▶ [WHAT YOU HAVE TO DO]:
Filter the data for lines with the word "target" and copy those lines.

▶ [SOURCE INFORMATION]:

• • • • • • •

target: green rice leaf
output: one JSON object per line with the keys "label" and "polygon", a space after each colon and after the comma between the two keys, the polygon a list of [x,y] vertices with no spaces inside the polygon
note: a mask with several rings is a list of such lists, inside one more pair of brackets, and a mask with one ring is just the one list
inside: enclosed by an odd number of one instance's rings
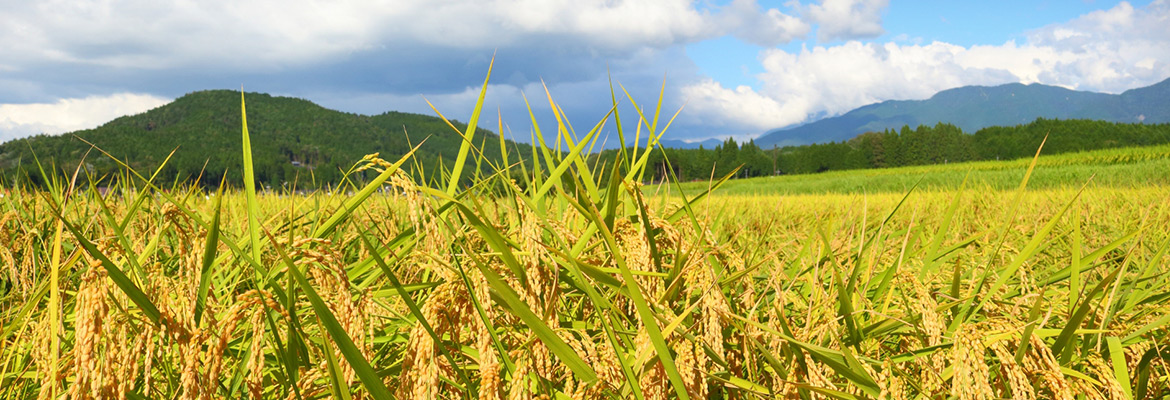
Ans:
{"label": "green rice leaf", "polygon": [[[468,219],[469,224],[474,226],[477,231],[487,236],[488,245],[491,246],[492,249],[499,252],[501,259],[506,265],[509,266],[512,271],[523,270],[519,264],[519,261],[517,261],[516,258],[512,256],[511,249],[503,241],[503,237],[499,235],[499,232],[495,231],[495,228],[493,228],[491,225],[485,224],[470,208],[467,208],[467,206],[463,205],[462,203],[456,202],[454,205],[463,215],[463,217]],[[540,341],[543,342],[546,347],[548,347],[549,351],[555,354],[557,358],[561,360],[561,362],[565,363],[565,366],[568,367],[569,370],[573,371],[573,374],[575,374],[578,379],[584,382],[592,382],[597,379],[597,373],[593,371],[593,368],[591,368],[589,364],[585,363],[585,361],[581,359],[581,356],[577,355],[577,352],[574,351],[572,347],[569,347],[569,345],[565,343],[564,340],[557,336],[556,332],[553,332],[553,330],[544,323],[544,320],[528,307],[527,303],[520,299],[520,296],[517,295],[514,290],[512,290],[511,286],[508,286],[507,282],[504,281],[504,278],[500,277],[499,274],[484,265],[479,265],[479,270],[487,280],[488,285],[490,285],[492,290],[495,291],[495,295],[503,301],[503,304],[501,305],[512,312],[512,314],[517,318],[520,318],[522,321],[524,321],[528,328],[532,330],[532,333],[540,338]],[[524,278],[522,277],[517,277],[516,279],[524,281]]]}
{"label": "green rice leaf", "polygon": [[[475,136],[476,124],[479,123],[479,112],[483,110],[483,99],[487,95],[488,81],[492,77],[492,67],[496,64],[492,56],[488,64],[487,76],[483,78],[483,87],[479,89],[479,98],[475,101],[475,108],[471,111],[471,119],[467,120],[467,131],[463,133],[463,142],[459,145],[459,155],[455,157],[455,164],[451,166],[451,179],[447,181],[447,195],[454,196],[459,190],[459,178],[463,175],[463,165],[467,164],[467,153],[471,151],[471,140]],[[503,132],[500,132],[502,135]]]}
{"label": "green rice leaf", "polygon": [[[271,234],[267,232],[265,234],[268,235],[269,242],[274,244],[272,247],[276,250],[277,255],[280,256],[281,261],[288,266],[289,273],[296,279],[300,289],[305,292],[305,297],[312,304],[313,312],[317,314],[318,320],[321,321],[322,328],[329,333],[329,337],[337,345],[338,350],[341,351],[341,355],[345,357],[345,361],[349,362],[349,365],[353,367],[358,379],[362,382],[362,386],[370,393],[370,397],[378,400],[393,399],[394,395],[390,394],[390,390],[386,388],[386,384],[382,383],[382,378],[370,366],[369,360],[366,360],[366,357],[354,345],[353,339],[345,332],[345,328],[337,321],[337,317],[333,315],[332,311],[329,311],[329,306],[325,305],[325,301],[317,294],[317,290],[313,288],[313,285],[301,273],[300,267],[293,263],[293,260],[288,257],[288,253],[281,246],[276,245],[276,240],[272,238]],[[326,346],[324,351],[331,353],[332,350],[328,347]]]}
{"label": "green rice leaf", "polygon": [[[358,234],[358,238],[361,239],[362,244],[366,246],[366,249],[369,250],[371,254],[376,255],[378,253],[373,243],[370,242],[369,236],[365,232]],[[394,290],[398,292],[398,296],[401,297],[402,301],[406,303],[406,307],[410,309],[410,313],[414,315],[415,319],[418,320],[419,325],[422,325],[423,329],[427,331],[427,334],[431,336],[431,340],[434,340],[435,343],[442,343],[443,338],[439,336],[439,334],[435,333],[435,329],[432,328],[431,323],[427,321],[426,315],[423,314],[422,309],[418,307],[418,303],[415,303],[414,299],[410,297],[410,293],[406,290],[406,286],[398,280],[398,275],[396,275],[394,271],[390,269],[389,265],[386,265],[386,261],[383,261],[382,257],[375,256],[373,259],[374,263],[378,265],[378,269],[382,270],[382,274],[386,276],[386,279],[390,280],[390,285],[393,286]],[[495,336],[495,332],[492,332],[492,336]],[[439,351],[443,354],[443,357],[447,359],[447,362],[450,363],[450,365],[459,365],[455,362],[455,358],[451,356],[451,353],[447,351],[447,346],[438,347]],[[501,355],[501,359],[506,360],[507,358],[508,354],[506,352]],[[510,363],[511,361],[508,361],[509,365]],[[511,367],[509,367],[509,369],[511,369]],[[462,369],[457,368],[455,370],[467,387],[473,386],[471,380],[467,377]]]}
{"label": "green rice leaf", "polygon": [[1081,327],[1081,322],[1085,320],[1085,317],[1089,315],[1089,311],[1093,308],[1093,303],[1090,300],[1104,292],[1105,288],[1108,287],[1114,279],[1117,279],[1117,275],[1121,273],[1121,270],[1121,267],[1114,269],[1113,272],[1109,273],[1109,275],[1106,275],[1104,279],[1101,279],[1101,281],[1097,283],[1097,286],[1093,287],[1093,290],[1085,294],[1081,301],[1081,305],[1077,307],[1076,313],[1069,317],[1068,322],[1064,324],[1064,328],[1060,331],[1060,336],[1057,336],[1056,341],[1052,343],[1052,354],[1059,355],[1064,353],[1065,346],[1068,346],[1072,341],[1073,334],[1075,334],[1077,329]]}
{"label": "green rice leaf", "polygon": [[86,239],[85,234],[83,234],[80,229],[78,229],[72,223],[69,223],[69,221],[65,221],[65,217],[61,215],[61,210],[57,209],[56,207],[51,207],[50,209],[53,211],[53,214],[57,216],[57,218],[60,218],[60,220],[64,222],[65,228],[69,230],[69,233],[73,234],[73,237],[77,239],[77,243],[85,249],[85,252],[89,253],[91,257],[96,258],[101,262],[102,268],[105,268],[106,270],[106,275],[110,277],[110,280],[114,281],[114,284],[122,290],[122,293],[124,293],[126,297],[130,298],[130,301],[134,302],[134,304],[142,310],[142,314],[145,315],[146,318],[150,320],[150,322],[158,324],[160,318],[158,307],[154,305],[154,302],[150,301],[150,298],[146,297],[146,293],[143,293],[142,289],[139,289],[138,285],[134,284],[134,281],[130,280],[130,277],[126,276],[126,273],[122,272],[121,268],[118,268],[117,265],[114,265],[114,262],[110,261],[109,257],[106,257],[105,254],[102,254],[102,252],[98,250],[97,246],[90,242],[89,239]]}
{"label": "green rice leaf", "polygon": [[324,224],[321,224],[321,226],[318,226],[317,229],[313,231],[313,237],[321,238],[325,237],[325,235],[329,234],[329,232],[333,232],[333,229],[337,228],[337,225],[340,224],[341,221],[345,220],[346,217],[349,217],[349,215],[352,214],[353,211],[358,208],[358,206],[362,205],[362,203],[365,202],[366,199],[370,197],[370,195],[374,194],[378,188],[382,187],[383,182],[386,182],[386,180],[390,179],[390,177],[393,176],[395,172],[398,172],[398,169],[402,166],[402,163],[405,163],[406,160],[409,160],[412,156],[414,156],[414,152],[418,151],[418,148],[422,146],[423,143],[426,143],[426,141],[424,140],[418,145],[414,146],[414,148],[410,149],[410,151],[403,155],[402,158],[399,158],[397,162],[390,165],[390,167],[386,168],[385,171],[382,171],[381,174],[378,174],[378,176],[371,180],[370,183],[367,183],[366,186],[362,188],[362,190],[345,199],[345,202],[341,205],[341,209],[333,213],[333,215],[329,216],[329,219],[326,220]]}
{"label": "green rice leaf", "polygon": [[1127,399],[1133,398],[1133,388],[1129,386],[1129,367],[1125,363],[1125,349],[1121,347],[1121,340],[1117,336],[1105,339],[1109,344],[1109,360],[1113,363],[1113,377],[1121,385],[1122,392]]}
{"label": "green rice leaf", "polygon": [[256,200],[256,177],[252,169],[252,140],[248,135],[248,112],[244,105],[243,89],[240,89],[240,126],[244,145],[244,196],[248,201],[248,237],[251,239],[252,259],[260,260],[260,203]]}
{"label": "green rice leaf", "polygon": [[666,376],[670,379],[670,383],[674,387],[674,395],[680,399],[689,399],[690,396],[687,394],[686,385],[683,384],[682,375],[679,374],[678,368],[674,365],[674,359],[670,355],[670,347],[666,345],[666,338],[658,327],[658,321],[654,316],[654,312],[642,296],[642,289],[638,287],[637,281],[634,280],[634,274],[626,266],[621,249],[618,247],[613,233],[605,227],[605,224],[601,220],[601,214],[596,208],[592,207],[592,204],[589,204],[589,208],[585,208],[582,204],[568,198],[567,195],[564,198],[576,207],[581,214],[590,219],[594,225],[599,227],[598,232],[601,233],[602,238],[605,240],[614,263],[621,270],[622,283],[626,289],[626,294],[634,303],[638,311],[638,317],[642,320],[642,326],[646,328],[646,334],[650,337],[651,343],[654,344],[654,350],[658,353],[658,361],[662,363],[663,369],[666,370]]}
{"label": "green rice leaf", "polygon": [[207,231],[207,244],[203,248],[203,265],[199,274],[199,289],[195,292],[195,325],[203,317],[207,303],[207,291],[211,287],[211,267],[215,265],[215,253],[219,248],[219,213],[223,208],[223,185],[215,195],[215,214],[211,217],[211,229]]}

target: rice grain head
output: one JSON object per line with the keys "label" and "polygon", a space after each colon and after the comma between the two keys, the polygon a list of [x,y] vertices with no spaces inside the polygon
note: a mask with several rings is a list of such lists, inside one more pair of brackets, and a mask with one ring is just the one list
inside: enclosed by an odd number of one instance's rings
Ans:
{"label": "rice grain head", "polygon": [[[1004,393],[1000,397],[1020,400],[1035,400],[1036,393],[1024,368],[1016,363],[1015,353],[1008,351],[1006,341],[997,341],[991,345],[991,351],[999,360],[1000,376],[1006,377],[1011,393]],[[1003,378],[1001,378],[1003,379]]]}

• • • • • • •

▶ [WRITTEN RESPONSE]:
target: green rice leaf
target: rice grain head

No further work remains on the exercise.